# Exercise instructions:
Here is a block of records. Copy every line in it that includes "bare".

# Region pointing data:
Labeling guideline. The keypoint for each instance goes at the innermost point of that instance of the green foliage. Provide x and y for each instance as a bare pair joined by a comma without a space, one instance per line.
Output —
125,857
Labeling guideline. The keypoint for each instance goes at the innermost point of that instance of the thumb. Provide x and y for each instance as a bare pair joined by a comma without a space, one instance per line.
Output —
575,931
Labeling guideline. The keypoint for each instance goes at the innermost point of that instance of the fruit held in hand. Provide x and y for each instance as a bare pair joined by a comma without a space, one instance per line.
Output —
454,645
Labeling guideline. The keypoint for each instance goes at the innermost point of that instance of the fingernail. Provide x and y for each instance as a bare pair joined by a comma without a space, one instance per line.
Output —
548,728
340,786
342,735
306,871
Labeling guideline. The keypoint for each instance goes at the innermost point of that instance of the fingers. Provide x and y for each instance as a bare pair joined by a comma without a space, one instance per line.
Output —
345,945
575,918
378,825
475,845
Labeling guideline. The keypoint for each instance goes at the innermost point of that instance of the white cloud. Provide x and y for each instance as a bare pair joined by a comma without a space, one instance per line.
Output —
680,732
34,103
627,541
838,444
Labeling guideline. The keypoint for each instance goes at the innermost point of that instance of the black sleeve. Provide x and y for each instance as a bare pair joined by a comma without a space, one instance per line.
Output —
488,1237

# Answer area:
Labeling guideline. The keypoint for each instance goes at the innermost point of that instance of the green foliage. Provide x and y for each instance as a bare pair joined by a comma without a space, one instance per line.
Labeling guideline. The keypoint for each instance goes at the innermost point of that instance of the thumb. Provide x and y for each instance as a bare pair joined by a comma without a space, one instance per line.
Labeling guideline. The keypoint for each instance goes at the innermost point of that instance of the fruit held in hand. Provide x and y for each instance as a bare pair joined by a comma without a space, one instance per line.
Labeling guideline. The keypoint for each instance goes at the innermost point of that instance of the fingernail. Provide x and y for each instance as a bare pair joined by a comma without a space, one instance per line.
Labeling guideline. The keypoint for each instance goes at the innermost point of that instance of the fingers. Provide x and y for each instance as a bare pair joined by a comma without a space, one instance per line.
Labeling guideline. The keypoint for each instance goes at the innermost point of that instance of the white cloud. Provide x and y for each instance as a bare pair joined by a comma without a space, one instance per line.
Labeling guideline. The keypoint for each instance goes at the innermost point of that instance of the black sleeve. Provide x and y for each instance as a bare pair joined by a comma without a space, one instance per line.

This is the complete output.